= Direction =
Copy out the lines of each record below word for word, but omit the pictures.

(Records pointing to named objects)
□ □ □

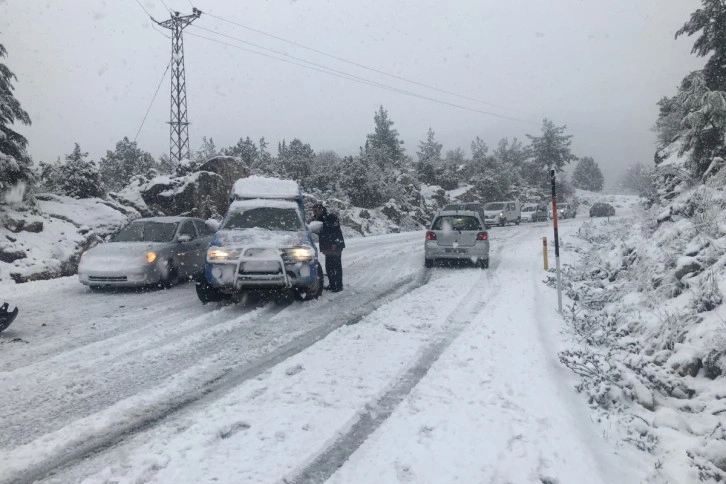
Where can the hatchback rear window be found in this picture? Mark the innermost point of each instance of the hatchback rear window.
(455, 222)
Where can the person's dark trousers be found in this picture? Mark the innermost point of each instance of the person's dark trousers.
(334, 268)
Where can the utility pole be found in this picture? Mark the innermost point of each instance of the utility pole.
(178, 124)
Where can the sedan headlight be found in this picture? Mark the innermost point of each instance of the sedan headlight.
(222, 254)
(301, 253)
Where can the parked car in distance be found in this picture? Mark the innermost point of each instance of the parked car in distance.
(457, 235)
(263, 243)
(602, 210)
(564, 210)
(502, 213)
(148, 251)
(471, 206)
(534, 213)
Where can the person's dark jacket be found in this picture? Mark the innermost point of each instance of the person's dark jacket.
(330, 233)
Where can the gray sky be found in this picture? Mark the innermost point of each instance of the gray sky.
(87, 70)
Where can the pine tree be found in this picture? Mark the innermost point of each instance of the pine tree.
(206, 151)
(126, 161)
(710, 21)
(294, 160)
(429, 158)
(587, 175)
(383, 144)
(552, 148)
(246, 150)
(15, 164)
(74, 177)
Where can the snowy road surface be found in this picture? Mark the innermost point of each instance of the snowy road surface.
(409, 375)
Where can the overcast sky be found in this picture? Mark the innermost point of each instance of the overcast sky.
(87, 71)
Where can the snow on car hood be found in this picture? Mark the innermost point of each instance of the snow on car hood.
(256, 237)
(117, 254)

□ □ □

= Solved problem =
Where can the hatchback rear window be found in this picture? Mark the innermost point of each instance of the hatchback rear window.
(455, 222)
Where can the person's dark trousers be found in this picture? Mark the innermost point of each instance of the person's dark trousers.
(334, 268)
Where can the utility pole be found in this picture? Mark the innermost point of each instance of the utility pole.
(178, 124)
Where can the sedan headlight be found in this picture? Mark the innermost point of each instance of the sedan headlight.
(222, 254)
(301, 253)
Where can the parked car in distance be found in this picture? Mark the innermost point of each instance of the parked car in distance.
(457, 235)
(263, 243)
(602, 210)
(564, 210)
(502, 213)
(148, 251)
(471, 206)
(534, 213)
Where can the person's dark jacket be found in this picture? Mark the innermost point of each instance of the person's dark jacket.
(330, 233)
Where can the gray sky be found in this picture? Mark the innermost point of each instance of the gray sky.
(87, 70)
Where can the pine tree be found in this picture? Mark the innermost point of each instance of the pine tree.
(206, 151)
(126, 161)
(710, 21)
(294, 160)
(429, 158)
(587, 175)
(383, 144)
(552, 148)
(246, 150)
(15, 164)
(74, 177)
Where can the snowy road surface be found in this picture? Mark the innermost point of each instance of the snowy road surface.
(409, 375)
Where can the overcast sky be found in this picture? Mark the innermost point of each instance of the overcast sky.
(87, 71)
Where can the snow on car hood be found in this picture? Mark the innermost point of each instance of the snow on car hood.
(256, 237)
(117, 254)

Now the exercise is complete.